*What you will do*
Your task is to give the entries back exactly, leaving nothing out.

(Region pointing data)
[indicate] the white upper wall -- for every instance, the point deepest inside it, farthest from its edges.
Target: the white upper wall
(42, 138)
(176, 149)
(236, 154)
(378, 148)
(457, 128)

*Exercise result*
[indicate] the white upper wall -- for every instance, the point deepest inside it, farthest from its edges.
Target: the white upper wall
(42, 138)
(176, 149)
(236, 154)
(378, 148)
(457, 128)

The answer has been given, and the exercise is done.